TASK INSTRUCTIONS:
Transcribe the data that follows precisely, omitting nothing.
━━━ MATERIAL PROVIDED
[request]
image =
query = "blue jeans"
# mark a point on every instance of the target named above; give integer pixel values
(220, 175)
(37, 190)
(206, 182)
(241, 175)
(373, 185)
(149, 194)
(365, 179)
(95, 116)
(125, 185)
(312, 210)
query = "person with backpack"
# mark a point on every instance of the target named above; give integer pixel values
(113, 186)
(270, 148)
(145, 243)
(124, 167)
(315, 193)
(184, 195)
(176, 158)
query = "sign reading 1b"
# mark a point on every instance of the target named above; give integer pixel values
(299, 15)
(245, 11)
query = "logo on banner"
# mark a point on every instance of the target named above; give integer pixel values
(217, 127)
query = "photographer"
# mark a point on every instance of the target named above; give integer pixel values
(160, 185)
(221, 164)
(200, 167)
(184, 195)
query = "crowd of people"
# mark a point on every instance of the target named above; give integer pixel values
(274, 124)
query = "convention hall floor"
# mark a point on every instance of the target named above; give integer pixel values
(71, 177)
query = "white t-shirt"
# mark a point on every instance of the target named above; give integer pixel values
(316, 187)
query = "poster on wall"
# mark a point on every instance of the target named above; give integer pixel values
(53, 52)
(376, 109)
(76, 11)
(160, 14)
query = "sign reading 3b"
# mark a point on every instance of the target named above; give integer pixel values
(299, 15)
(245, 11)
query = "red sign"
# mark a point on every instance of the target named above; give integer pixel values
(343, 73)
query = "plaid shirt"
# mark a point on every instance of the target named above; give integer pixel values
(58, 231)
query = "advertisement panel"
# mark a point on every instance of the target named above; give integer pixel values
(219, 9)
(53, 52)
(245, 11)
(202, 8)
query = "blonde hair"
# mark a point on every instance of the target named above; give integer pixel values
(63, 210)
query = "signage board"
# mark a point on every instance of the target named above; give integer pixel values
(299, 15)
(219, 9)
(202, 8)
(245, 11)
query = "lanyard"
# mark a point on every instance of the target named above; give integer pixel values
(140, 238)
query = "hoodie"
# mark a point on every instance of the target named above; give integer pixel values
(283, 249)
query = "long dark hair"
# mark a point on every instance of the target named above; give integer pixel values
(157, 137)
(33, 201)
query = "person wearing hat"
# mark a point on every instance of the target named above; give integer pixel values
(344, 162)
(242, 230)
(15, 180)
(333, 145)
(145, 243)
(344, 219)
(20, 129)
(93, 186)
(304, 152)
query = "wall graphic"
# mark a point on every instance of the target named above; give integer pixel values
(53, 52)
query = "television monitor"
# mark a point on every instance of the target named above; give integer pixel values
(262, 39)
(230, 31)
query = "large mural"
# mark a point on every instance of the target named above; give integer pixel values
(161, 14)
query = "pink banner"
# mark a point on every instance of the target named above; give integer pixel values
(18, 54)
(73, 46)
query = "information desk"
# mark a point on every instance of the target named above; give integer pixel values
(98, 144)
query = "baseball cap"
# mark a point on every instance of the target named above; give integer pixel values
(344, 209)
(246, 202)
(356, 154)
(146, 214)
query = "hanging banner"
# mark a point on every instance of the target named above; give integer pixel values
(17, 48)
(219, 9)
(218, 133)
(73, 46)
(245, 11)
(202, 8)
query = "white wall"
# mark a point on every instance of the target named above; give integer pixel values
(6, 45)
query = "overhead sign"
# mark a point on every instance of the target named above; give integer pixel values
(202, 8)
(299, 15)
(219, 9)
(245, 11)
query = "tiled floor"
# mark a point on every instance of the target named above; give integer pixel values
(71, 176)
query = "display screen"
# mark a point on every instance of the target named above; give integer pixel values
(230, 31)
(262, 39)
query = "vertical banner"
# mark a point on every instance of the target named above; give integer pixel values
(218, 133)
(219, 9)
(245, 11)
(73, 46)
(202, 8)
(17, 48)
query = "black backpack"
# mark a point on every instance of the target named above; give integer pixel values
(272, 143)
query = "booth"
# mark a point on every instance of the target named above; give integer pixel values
━━━━━━
TASK SOLUTION:
[request]
image =
query = "blue jeans"
# mark a point on every instance of the target named above; give integer pixel values
(220, 175)
(37, 190)
(206, 182)
(241, 175)
(373, 185)
(149, 194)
(365, 179)
(95, 116)
(125, 185)
(312, 210)
query = "person with backpack"
# mark a point on every instance of the target named above; give integer pixel values
(113, 186)
(270, 148)
(145, 243)
(124, 167)
(315, 193)
(184, 195)
(176, 158)
query = "sign reading 1b"
# mark a point on every instance of the target named above; give integer pixel values
(299, 15)
(245, 11)
query = "logo on banner"
# mark a point on every instance of the target named above; give integer pixel values
(217, 127)
query = "photographer"
# mark a point on every instance of the target named above; give integer pixel values
(160, 185)
(221, 164)
(200, 167)
(184, 195)
query = "crowd of people"
# mark a point on every instance of the target named above; give integer pixel values
(274, 124)
query = "convention hall floor"
# mark a point on every instance of the target named above; give integer pixel values
(71, 177)
query = "white t-shirt"
# mark a point on every instance of the target named above; give integer pixel values
(316, 187)
query = "poster on wall"
# mark a point on every instance of the target named above; give integer pixel values
(53, 52)
(376, 109)
(76, 11)
(160, 14)
query = "sign reading 3b"
# mark a point on every instance of the target named above; give integer pixel values
(299, 15)
(245, 11)
query = "red sign"
# mark a point on every instance of the target named above; give integer pixel values
(343, 73)
query = "plaid shirt"
# mark a point on every instance of the target named above; give integer pixel values
(58, 231)
query = "advertisement panel"
# mark a point on every instance of the target named above; give integer pixel values
(219, 9)
(53, 52)
(245, 11)
(202, 8)
query = "blonde hair"
# mark a point on every instance of the target named above; give integer pixel values
(63, 210)
query = "signage board"
# mark a point on every instance of the target named above; give integer pixel values
(299, 15)
(219, 9)
(202, 8)
(245, 11)
query = "lanyard"
# mark a point on every instance of the target named above; give integer pixel values
(140, 238)
query = "hoodie"
# mark a point on every instance of the target named above; give integer pixel values
(283, 249)
query = "long dark hair"
# mark a point on every instance of the target named above; give integer pixel values
(157, 137)
(33, 201)
query = "person wearing hat"
# mark a point on every instance of the target named above; give integer pixel values
(344, 162)
(242, 230)
(15, 180)
(333, 145)
(145, 243)
(344, 219)
(20, 129)
(93, 186)
(304, 152)
query = "wall graphic"
# mark a point on every instance of the target named above; give integer pixel values
(53, 52)
query = "television monitor"
# mark a point on every instance of the target named above; give integer pixel values
(262, 39)
(230, 31)
query = "large mural"
# mark a point on every instance of the target named above; give integer pixel values
(161, 14)
query = "pink banner"
# mark a point on every instance of the target named above; give integer pixel values
(18, 54)
(73, 46)
query = "information desk"
# mark a point on every instance of the target named above; give integer pixel values
(98, 144)
query = "baseball cap"
# mark a point on every instance of the target named above; give integer pixel values
(344, 209)
(246, 202)
(356, 154)
(146, 214)
query = "hanging banner"
# mark a point on every instance of the target named above; give integer pixel values
(17, 48)
(219, 9)
(218, 133)
(73, 46)
(245, 11)
(202, 8)
query = "white wall"
# mark a point on every instance of the target named above; give integer pixel values
(6, 45)
query = "overhead sign"
# mark a point on every instance of the target named above; give integer pixel values
(202, 8)
(299, 15)
(219, 9)
(245, 11)
query = "tiled floor"
# mark a point on every instance of the target named above; give integer pixel values
(71, 176)
query = "display screen"
# mark a point on every instance of the target named above; give integer pixel values
(230, 31)
(262, 39)
query = "vertical banner"
# mark a point on every instance of the target named above; give integer pixel values
(218, 133)
(219, 9)
(245, 11)
(73, 46)
(202, 8)
(17, 48)
query = "black backpack"
# mark a point on every instance of the target named above; give integer pixel values
(272, 143)
query = "booth"
# mark a point on every instance of the target named above; give integer pixel values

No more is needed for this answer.